Task A
Write down the part of the passage on government borrowing and the roles of government from "It is universally" to "are blatantly misallocated.", word for word.

── Document passage

It is further anticipated that financial intermediaries - pension funds, banks, mutual funds - will tread similarly. If unable to invest the savings of their depositors in scarce risk-free - i.e., government - securities - they will likely alter their investment preferences and buy equity and debt issued by firms.
Yet, this is expressly untrue. Bond buyers and stock investors are two distinct crowds. Their risk aversion is different. Their investment preferences are disparate. Some of them - e.g., pension funds - are constrained by law as to the composition of their investment portfolios. Once government debt has turned scarce or expensive, bond investors tend to resort to cash. That cash - not equity or corporate debt - is the veritable substitute for risk-free securities is a basic tenet of modern investment portfolio theory.
Moreover, the "perfect substitute" hypothesis assumes the existence of efficient markets and frictionless transmission mechanisms. But this is a conveniently idealized picture which has little to do with grubby reality. Switching from one kind of investment to another incurs - often prohibitive - transaction costs. In many countries, financial intermediaries are dysfunctional or corrupt or both. They are unable to efficiently convert savings to investments - or are wary of doing so.
Furthermore, very few capital and financial markets are closed, self-contained, or self-sufficient units. Governments can and do borrow from foreigners. Most rich world countries - with the exception of Japan - tap "foreign people's money" for their public borrowing needs. When the US government borrows more, it crowds out the private sector in Japan - not in the USA.
It is universally agreed that governments have at least two critical economic roles. The first is to provide a "level playing field" for all economic players. It is supposed to foster competition, enforce the rule of law and, in particular, property rights, encourage free trade, avoid distorting fiscal incentives and disincentives, and so on. Its second role is to cope with market failures and the provision of public goods. It is expected to step in when markets fail to deliver goods and services, when asset bubbles inflate, or when economic resources are blatantly misallocated.
Yet, there is a third role. In our post-Keynesian world, it is a heresy. It flies in the face of the "Washington Consensus" propagated by the Bretton-Woods institutions and by development banks the world over. It is the government's obligation to foster growth.
In most countries of the world - definitely in Africa, the Middle East, the bulk of Latin America, central and eastern Europe, and central and east Asia - savings do not translate to investments, either in the form of corporate debt or in the form of corporate equity.

────

Task B
Extract all five marker-placement entries below word for word, leaving out the pictures.

── Materials provided

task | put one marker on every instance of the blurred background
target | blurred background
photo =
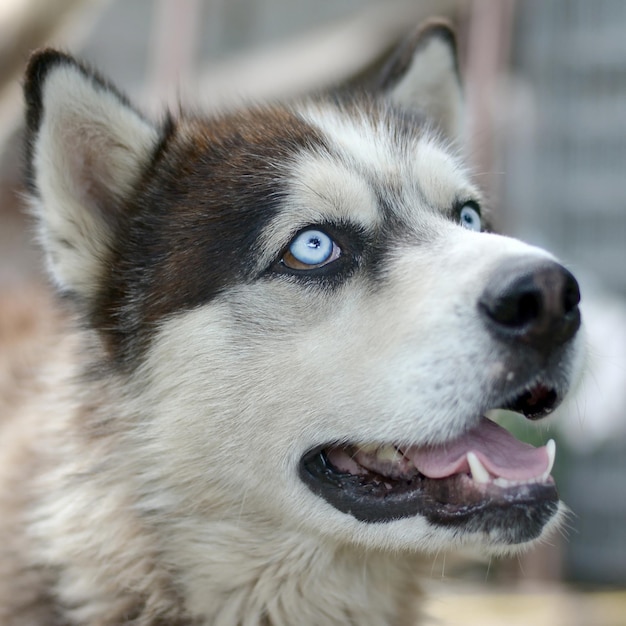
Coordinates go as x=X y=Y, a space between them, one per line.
x=546 y=136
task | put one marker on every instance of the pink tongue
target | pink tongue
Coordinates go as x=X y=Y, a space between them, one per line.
x=502 y=455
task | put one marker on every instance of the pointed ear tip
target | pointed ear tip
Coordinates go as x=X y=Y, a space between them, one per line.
x=438 y=28
x=40 y=63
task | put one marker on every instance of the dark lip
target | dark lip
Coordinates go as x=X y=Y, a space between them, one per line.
x=519 y=512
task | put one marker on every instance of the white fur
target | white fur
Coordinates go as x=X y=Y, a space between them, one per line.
x=88 y=156
x=186 y=489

────

Written solution A
It is universally agreed that governments have at least two critical economic roles. The first is to provide a "level playing field" for all economic players. It is supposed to foster competition, enforce the rule of law and, in particular, property rights, encourage free trade, avoid distorting fiscal incentives and disincentives, and so on. Its second role is to cope with market failures and the provision of public goods. It is expected to step in when markets fail to deliver goods and services, when asset bubbles inflate, or when economic resources are blatantly misallocated.

Written solution B
task | put one marker on every instance of the blurred background
target | blurred background
photo =
Coordinates go as x=X y=Y, a space between them, one per line.
x=546 y=136
task | put one marker on every instance of the pink tongue
target | pink tongue
Coordinates go as x=X y=Y, a space between them, one per line.
x=502 y=455
task | put one marker on every instance of the pointed ear tip
target | pointed ear tip
Coordinates go as x=X y=Y, a space between them, one per line.
x=438 y=28
x=40 y=63
task | put one marker on every instance of the dark lip
target | dark lip
Coordinates go as x=X y=Y, a space between them, one per line.
x=519 y=512
task | put one marker on every instance of the white fur
target | white fur
Coordinates go as x=X y=Y, a space between them, one per line.
x=88 y=156
x=186 y=489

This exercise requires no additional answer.